- Detalles del ejercicio:
Transcribe, por favor, la parte del texto sobre la Navidad comprendida entre "Este domingo, en" y "al modo humano.", ambos incluidos.

8 de enero de 2011

“De la humanidad visible a la divinidad manifiesta”.

El día de Navidad hemos contemplado al Niño recién nacido. Lo hemos percibido en su humanidad, si bien es cierto que desde la fe creemos que es el Hijo de Dios hecho hombre en el seno de María su Madre. Quedamos deslumbrados porque la omnipotencia y grandeza de Dios aparecieron entre nosotros en la pequeñez de un Niño recién nacido. Creyendo que es el enviado del Padre, el anunciado por los profetas y la Luz del mundo y de los hombres, podemos afirmar, con todo, que ese día la divinidad se esconde.
Este domingo, en cambio, la liturgia nos lleva a considerar cómo la divinidad se manifiesta.
El despliegue de la intimidad de Dios se realiza ante nosotros, porque Él quiso darse a conocer, haciéndose hombre, ya que nuestra inteligencia creada, limitada a lo creatural, no puede entenderlo sino al modo humano.

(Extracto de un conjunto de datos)
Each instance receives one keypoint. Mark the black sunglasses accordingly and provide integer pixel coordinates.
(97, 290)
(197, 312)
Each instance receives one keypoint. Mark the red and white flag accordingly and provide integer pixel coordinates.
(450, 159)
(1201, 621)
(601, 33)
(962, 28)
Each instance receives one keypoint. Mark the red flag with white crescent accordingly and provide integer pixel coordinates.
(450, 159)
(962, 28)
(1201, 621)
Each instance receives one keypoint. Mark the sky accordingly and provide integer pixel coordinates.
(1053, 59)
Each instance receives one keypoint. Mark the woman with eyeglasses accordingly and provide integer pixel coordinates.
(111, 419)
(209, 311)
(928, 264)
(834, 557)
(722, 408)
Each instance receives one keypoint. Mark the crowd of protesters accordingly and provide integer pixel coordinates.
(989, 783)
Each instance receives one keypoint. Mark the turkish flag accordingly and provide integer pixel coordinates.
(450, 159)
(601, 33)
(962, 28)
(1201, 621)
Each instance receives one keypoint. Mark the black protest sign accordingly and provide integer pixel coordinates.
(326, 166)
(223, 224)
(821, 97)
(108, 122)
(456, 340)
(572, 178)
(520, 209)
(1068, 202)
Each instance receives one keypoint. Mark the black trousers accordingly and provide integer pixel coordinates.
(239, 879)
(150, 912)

==

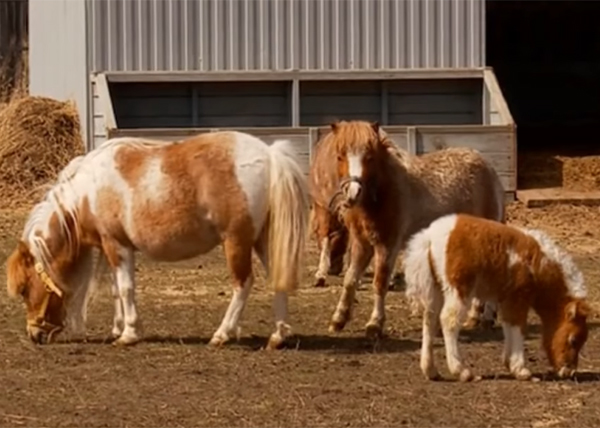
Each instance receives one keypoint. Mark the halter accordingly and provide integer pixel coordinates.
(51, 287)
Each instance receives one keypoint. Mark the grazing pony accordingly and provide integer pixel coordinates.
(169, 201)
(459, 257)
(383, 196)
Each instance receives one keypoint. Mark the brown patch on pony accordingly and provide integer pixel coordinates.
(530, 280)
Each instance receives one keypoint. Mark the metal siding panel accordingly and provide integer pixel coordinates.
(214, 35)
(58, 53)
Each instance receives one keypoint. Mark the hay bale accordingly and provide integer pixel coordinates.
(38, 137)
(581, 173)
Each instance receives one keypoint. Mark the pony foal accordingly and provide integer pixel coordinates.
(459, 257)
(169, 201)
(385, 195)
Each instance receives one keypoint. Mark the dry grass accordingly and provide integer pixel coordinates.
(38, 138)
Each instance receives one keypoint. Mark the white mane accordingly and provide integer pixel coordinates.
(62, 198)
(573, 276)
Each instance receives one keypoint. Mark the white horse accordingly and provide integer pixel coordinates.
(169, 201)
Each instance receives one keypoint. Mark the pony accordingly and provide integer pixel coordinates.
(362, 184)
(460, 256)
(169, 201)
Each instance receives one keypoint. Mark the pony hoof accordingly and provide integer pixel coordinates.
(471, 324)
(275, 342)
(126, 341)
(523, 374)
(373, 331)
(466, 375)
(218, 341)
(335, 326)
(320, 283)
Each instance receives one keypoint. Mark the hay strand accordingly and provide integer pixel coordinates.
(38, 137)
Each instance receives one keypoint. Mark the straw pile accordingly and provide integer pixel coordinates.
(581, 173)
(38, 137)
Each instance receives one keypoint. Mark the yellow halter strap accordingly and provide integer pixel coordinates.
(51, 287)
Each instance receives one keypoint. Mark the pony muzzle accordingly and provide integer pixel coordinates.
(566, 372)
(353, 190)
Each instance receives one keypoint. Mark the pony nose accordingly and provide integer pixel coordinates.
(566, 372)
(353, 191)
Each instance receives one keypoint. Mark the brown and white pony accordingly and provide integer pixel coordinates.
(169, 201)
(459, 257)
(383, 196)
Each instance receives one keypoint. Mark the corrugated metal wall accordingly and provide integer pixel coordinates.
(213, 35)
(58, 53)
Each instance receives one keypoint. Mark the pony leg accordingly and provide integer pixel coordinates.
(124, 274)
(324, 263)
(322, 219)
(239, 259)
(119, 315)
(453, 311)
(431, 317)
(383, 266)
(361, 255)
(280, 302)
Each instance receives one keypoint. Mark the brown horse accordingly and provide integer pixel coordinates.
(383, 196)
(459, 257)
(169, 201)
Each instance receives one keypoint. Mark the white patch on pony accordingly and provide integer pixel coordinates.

--

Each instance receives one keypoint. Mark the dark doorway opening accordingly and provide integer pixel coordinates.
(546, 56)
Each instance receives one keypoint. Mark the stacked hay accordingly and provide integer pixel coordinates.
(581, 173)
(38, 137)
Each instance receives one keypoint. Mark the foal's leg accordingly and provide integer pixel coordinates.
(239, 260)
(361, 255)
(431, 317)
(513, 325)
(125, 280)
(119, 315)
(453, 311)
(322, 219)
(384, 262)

- Resultado final:
Este domingo, en cambio, la liturgia nos lleva a considerar cómo la divinidad se manifiesta.
El despliegue de la intimidad de Dios se realiza ante nosotros, porque Él quiso darse a conocer, haciéndose hombre, ya que nuestra inteligencia creada, limitada a lo creatural, no puede entenderlo sino al modo humano.